Problem requirements — Render every line of the items below as a numbered list, skipping blank lines and leaving out the pictures.

Dataset entries —

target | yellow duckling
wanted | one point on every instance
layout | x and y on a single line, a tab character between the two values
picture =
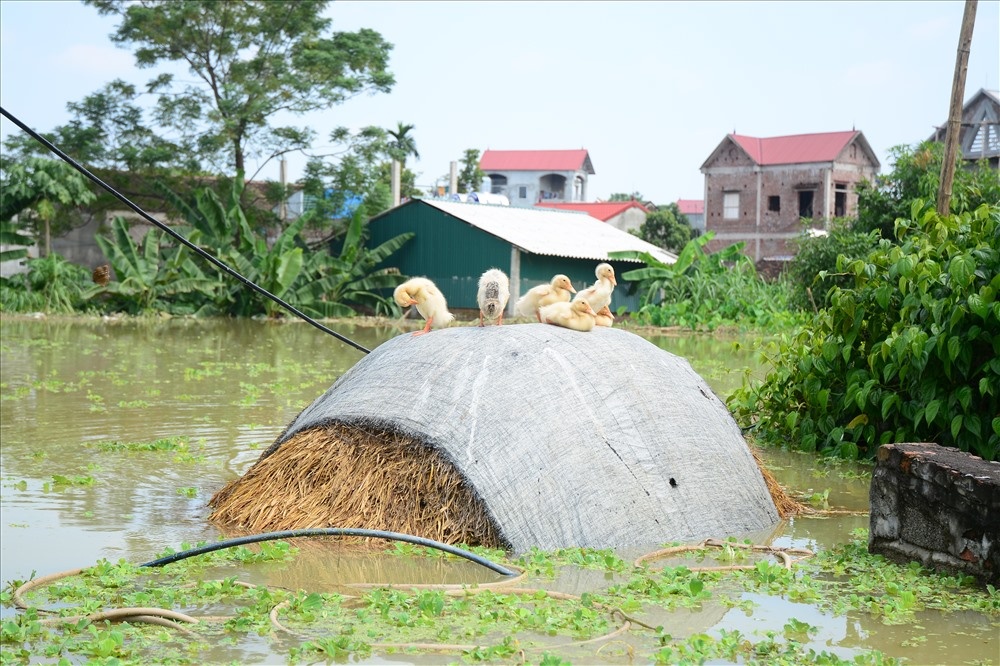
428	299
604	317
494	292
599	295
577	315
557	291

The solution —
1. target | yellow duckling
2. wanted | one point on every instance
3. layout | x and y on a single line, a tab character between the two values
4. picture =
5. 428	299
6. 604	317
7. 494	292
8. 599	295
9. 577	315
10. 557	291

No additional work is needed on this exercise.